**KUTIPAN TEKS:**
────────

Ilustrasi, pembabatan hutan besar-besaran untuk areal konsesi kelapa sawit di Kalimatan. Foto : Greenpeace. |
JAKARTA, BL- Komisi Pemberantasan Korupsi diminta segera menjerat pelaku korupsi di sektor kehutanan secara berlapis, tidak saja dengan Undang-Undang Tipikor namun juga dengan UU Pencucian Uang.
Hal tersebut disampaikan Koalisi Anti Mafia Hutan yang terdiri atas gabungan lembaga swadaya masyarakat (LSM) ICW, Walhi, Silvagama, Greenpeace, dan Jikalahari (1/5) saat mengadakan audiensi dengan Komisi Pemberantasan Korupsi (KPK) terkait dengan beberapa kasus korupsi di kehutanan yang melibatkan sejumlah pejabat publik dan beberapa korporasi.

────────

**TUGAS YANG DIMINTA:**
(a) Salinlah bagian berita tentang korupsi kehutanan di atas, mulai dari "Ilustrasi, pembabatan hutan" sampai "UU Pencucian Uang.".
(b) Menurut berita tentang korupsi kehutanan, lembaga swadaya masyarakat mana saja yang tergabung dalam Koalisi Anti Mafia Hutan?

────────

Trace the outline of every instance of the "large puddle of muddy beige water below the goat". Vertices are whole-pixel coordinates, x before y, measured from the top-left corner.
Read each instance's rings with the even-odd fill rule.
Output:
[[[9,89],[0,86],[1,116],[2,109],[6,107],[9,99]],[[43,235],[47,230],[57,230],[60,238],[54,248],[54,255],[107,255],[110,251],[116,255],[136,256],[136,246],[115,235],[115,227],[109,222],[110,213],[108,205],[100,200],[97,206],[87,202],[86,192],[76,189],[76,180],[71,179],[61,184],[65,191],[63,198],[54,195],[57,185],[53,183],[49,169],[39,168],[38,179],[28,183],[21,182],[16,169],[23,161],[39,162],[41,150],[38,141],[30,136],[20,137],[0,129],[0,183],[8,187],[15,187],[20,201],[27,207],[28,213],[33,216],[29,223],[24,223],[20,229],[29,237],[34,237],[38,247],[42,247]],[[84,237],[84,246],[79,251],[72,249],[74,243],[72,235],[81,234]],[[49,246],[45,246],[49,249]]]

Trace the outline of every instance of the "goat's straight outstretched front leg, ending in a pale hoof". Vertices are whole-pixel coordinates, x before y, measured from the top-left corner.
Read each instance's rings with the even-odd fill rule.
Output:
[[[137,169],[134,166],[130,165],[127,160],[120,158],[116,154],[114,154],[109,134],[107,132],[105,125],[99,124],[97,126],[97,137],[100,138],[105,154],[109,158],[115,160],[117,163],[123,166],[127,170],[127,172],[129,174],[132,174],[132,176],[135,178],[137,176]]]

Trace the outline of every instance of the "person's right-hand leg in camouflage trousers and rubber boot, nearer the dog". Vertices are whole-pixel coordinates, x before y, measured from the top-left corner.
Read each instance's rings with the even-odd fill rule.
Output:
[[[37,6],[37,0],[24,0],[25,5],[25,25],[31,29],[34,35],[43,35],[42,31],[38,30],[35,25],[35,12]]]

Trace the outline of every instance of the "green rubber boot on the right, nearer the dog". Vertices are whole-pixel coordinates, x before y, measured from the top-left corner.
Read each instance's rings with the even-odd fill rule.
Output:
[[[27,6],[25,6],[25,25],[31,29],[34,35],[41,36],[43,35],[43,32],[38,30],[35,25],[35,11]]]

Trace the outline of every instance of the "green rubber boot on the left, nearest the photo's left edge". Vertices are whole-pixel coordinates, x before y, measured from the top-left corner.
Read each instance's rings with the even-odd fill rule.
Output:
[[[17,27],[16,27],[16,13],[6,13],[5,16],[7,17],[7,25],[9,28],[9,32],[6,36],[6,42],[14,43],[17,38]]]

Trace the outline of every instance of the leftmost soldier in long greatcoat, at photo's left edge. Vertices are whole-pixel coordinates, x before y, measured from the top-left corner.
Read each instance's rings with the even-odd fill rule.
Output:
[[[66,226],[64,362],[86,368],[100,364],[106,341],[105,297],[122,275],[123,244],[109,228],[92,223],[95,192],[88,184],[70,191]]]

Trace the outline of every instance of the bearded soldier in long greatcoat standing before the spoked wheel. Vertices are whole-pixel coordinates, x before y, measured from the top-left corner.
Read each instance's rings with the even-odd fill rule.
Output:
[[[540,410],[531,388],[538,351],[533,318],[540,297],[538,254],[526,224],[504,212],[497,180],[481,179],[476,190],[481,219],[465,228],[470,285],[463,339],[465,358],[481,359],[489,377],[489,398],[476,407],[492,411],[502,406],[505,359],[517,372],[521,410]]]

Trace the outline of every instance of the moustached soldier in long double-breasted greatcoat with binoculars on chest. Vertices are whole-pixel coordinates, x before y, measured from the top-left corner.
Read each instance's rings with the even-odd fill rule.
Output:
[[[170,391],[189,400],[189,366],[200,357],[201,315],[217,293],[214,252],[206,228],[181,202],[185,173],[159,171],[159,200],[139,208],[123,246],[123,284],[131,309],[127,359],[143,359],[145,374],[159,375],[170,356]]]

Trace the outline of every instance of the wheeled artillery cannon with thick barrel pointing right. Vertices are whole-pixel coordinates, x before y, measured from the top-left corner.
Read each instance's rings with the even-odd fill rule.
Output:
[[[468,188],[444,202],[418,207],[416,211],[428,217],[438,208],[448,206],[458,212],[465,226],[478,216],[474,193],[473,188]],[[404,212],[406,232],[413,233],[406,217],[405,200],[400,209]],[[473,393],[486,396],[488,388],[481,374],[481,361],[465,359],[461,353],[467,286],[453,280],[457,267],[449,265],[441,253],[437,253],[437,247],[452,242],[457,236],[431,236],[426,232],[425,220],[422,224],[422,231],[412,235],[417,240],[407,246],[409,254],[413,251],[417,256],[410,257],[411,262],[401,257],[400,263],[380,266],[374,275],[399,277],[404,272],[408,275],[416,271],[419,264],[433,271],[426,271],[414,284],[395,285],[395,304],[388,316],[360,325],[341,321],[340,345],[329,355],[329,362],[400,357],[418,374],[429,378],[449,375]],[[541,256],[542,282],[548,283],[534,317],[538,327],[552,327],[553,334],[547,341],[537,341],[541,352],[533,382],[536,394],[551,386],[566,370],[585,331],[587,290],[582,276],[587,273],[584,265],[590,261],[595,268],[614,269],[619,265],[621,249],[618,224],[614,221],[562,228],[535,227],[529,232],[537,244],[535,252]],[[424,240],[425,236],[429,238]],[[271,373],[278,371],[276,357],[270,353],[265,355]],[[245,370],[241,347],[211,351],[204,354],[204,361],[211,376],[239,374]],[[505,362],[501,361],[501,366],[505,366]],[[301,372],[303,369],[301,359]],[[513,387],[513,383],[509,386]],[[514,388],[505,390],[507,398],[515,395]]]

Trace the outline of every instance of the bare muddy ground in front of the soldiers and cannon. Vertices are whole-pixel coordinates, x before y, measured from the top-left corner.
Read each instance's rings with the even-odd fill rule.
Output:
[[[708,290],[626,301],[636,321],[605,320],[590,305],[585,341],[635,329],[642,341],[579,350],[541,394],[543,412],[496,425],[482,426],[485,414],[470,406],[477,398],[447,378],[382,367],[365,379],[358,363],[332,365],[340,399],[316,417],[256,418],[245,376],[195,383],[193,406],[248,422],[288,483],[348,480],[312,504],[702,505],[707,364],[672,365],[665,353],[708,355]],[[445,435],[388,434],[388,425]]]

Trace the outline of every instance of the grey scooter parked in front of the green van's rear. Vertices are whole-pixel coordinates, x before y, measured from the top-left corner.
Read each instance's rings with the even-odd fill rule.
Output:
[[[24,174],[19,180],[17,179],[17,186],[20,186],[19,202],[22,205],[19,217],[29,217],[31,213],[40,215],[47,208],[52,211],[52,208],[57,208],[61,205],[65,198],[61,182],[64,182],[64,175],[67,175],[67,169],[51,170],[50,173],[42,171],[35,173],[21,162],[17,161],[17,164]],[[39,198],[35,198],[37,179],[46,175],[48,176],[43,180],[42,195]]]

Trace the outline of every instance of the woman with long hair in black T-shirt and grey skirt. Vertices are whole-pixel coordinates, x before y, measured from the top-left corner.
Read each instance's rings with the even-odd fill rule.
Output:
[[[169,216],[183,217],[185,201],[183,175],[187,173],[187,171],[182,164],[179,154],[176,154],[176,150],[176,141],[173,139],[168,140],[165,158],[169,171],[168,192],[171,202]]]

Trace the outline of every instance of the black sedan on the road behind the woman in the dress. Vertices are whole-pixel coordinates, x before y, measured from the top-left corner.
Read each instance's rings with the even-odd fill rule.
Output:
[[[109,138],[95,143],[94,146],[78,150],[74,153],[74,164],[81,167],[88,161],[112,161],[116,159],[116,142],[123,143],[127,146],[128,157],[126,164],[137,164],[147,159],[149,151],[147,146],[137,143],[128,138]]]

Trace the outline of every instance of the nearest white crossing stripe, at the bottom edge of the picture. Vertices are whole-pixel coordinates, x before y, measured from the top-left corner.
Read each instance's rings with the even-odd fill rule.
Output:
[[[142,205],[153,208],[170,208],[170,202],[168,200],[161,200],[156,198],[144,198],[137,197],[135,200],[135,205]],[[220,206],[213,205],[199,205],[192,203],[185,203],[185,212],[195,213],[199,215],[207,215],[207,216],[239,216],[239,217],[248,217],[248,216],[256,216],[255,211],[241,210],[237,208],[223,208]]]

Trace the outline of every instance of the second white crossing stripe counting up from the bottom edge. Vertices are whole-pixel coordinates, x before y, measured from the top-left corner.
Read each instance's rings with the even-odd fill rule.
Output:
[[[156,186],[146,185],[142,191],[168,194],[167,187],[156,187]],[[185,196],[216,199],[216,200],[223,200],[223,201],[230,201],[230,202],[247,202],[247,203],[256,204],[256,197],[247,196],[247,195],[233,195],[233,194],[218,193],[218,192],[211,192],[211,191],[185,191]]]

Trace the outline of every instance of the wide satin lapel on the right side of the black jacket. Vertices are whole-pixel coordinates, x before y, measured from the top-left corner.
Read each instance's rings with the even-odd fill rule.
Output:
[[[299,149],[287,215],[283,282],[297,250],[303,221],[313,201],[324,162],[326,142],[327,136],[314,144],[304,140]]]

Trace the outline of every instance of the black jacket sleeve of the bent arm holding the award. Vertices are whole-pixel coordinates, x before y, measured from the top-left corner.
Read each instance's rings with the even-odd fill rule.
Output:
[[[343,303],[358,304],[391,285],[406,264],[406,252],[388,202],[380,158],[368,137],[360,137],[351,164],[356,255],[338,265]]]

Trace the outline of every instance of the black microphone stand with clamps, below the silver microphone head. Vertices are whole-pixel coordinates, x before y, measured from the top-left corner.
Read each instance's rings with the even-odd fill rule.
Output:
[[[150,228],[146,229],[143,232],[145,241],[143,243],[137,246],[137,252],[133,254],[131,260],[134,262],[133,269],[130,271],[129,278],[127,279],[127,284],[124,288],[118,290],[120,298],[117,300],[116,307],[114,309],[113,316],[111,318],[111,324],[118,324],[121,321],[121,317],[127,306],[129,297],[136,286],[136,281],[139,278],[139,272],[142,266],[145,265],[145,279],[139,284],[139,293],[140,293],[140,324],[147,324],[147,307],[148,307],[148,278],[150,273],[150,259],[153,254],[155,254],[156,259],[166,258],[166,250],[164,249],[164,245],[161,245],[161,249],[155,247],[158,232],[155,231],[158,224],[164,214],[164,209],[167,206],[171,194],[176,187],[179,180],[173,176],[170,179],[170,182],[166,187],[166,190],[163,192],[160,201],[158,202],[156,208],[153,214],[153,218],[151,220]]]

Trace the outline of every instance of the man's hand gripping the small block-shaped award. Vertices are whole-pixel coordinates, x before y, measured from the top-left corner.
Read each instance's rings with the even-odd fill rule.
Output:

────────

**KUNCI JAWABAN:**
(a)
Ilustrasi, pembabatan hutan besar-besaran untuk areal konsesi kelapa sawit di Kalimatan. Foto : Greenpeace. |
JAKARTA, BL- Komisi Pemberantasan Korupsi diminta segera menjerat pelaku korupsi di sektor kehutanan secara berlapis, tidak saja dengan Undang-Undang Tipikor namun juga dengan UU Pencucian Uang.

(b) ICW, Walhi, Silvagama, Greenpeace, dan Jikalahari.